## Your instructions
Set down, please, exactly the lines below that run from the line with "308L749 272L691 267L655" to the line with "positive clicks: (700, 266)", both lines included.

(Extracted information Opens)

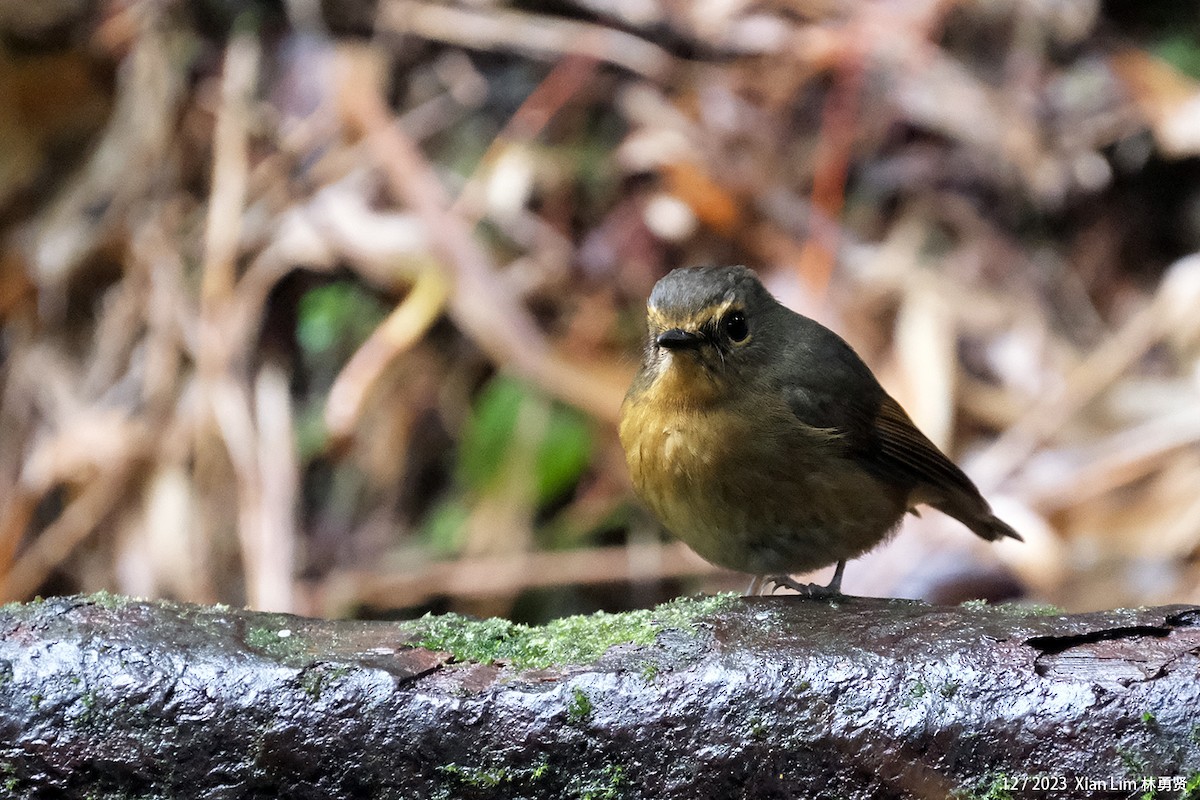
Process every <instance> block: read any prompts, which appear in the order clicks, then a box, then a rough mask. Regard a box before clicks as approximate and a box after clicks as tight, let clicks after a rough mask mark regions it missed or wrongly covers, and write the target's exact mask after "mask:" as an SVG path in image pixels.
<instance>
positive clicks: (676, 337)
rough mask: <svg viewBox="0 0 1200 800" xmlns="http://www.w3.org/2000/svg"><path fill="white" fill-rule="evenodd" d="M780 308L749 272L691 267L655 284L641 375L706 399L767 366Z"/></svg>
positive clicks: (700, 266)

(Extracted information Closes)
(Extracted information Opens)

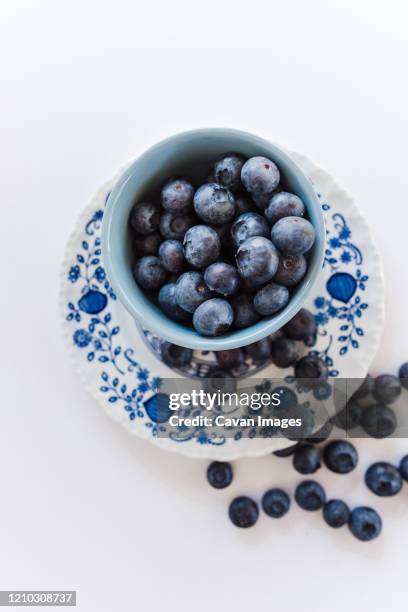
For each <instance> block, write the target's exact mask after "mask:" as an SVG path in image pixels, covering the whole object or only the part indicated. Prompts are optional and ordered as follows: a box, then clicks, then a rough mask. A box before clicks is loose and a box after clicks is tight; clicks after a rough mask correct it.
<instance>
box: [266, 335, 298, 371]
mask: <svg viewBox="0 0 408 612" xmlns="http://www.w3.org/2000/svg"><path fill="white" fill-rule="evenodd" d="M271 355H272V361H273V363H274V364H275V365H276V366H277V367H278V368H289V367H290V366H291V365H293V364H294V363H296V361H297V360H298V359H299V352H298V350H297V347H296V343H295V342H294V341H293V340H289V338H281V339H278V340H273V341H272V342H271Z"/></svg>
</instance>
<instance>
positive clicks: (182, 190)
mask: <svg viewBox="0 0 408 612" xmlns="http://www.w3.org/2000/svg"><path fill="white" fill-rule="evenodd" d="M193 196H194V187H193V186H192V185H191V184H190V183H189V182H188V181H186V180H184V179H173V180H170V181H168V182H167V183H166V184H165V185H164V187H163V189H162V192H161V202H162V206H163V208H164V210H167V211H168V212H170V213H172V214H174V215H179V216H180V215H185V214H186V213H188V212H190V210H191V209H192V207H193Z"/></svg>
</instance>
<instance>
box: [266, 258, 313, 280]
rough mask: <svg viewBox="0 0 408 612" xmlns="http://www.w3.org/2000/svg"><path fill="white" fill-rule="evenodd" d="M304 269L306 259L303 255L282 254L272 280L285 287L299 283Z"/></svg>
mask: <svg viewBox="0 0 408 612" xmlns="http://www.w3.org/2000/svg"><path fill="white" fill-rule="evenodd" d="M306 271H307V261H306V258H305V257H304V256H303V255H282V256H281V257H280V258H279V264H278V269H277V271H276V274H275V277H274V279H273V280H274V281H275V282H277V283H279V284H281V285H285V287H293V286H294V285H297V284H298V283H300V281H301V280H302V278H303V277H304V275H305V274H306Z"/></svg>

(Extracted information Closes)
(Extracted information Opens)

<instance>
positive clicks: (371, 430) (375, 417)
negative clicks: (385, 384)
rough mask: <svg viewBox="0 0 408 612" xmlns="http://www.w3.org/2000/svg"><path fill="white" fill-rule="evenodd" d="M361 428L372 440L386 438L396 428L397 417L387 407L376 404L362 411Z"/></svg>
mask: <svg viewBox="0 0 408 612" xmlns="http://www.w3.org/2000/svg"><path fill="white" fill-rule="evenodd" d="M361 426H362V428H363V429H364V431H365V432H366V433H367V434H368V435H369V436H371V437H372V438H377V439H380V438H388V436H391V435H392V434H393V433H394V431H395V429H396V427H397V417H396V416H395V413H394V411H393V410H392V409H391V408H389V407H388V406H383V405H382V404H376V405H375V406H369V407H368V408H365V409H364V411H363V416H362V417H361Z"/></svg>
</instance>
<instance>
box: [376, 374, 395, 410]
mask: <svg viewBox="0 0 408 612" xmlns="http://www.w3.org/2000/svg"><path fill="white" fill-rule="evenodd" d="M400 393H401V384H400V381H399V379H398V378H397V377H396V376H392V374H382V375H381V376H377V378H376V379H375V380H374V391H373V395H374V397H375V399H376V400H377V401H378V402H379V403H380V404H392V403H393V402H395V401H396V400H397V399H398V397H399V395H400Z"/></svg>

(Extracted information Closes)

## Solution for this exercise
rough mask: <svg viewBox="0 0 1200 800" xmlns="http://www.w3.org/2000/svg"><path fill="white" fill-rule="evenodd" d="M780 308L749 272L691 267L655 284L641 375L706 399L767 366Z"/></svg>
positive clicks: (700, 266)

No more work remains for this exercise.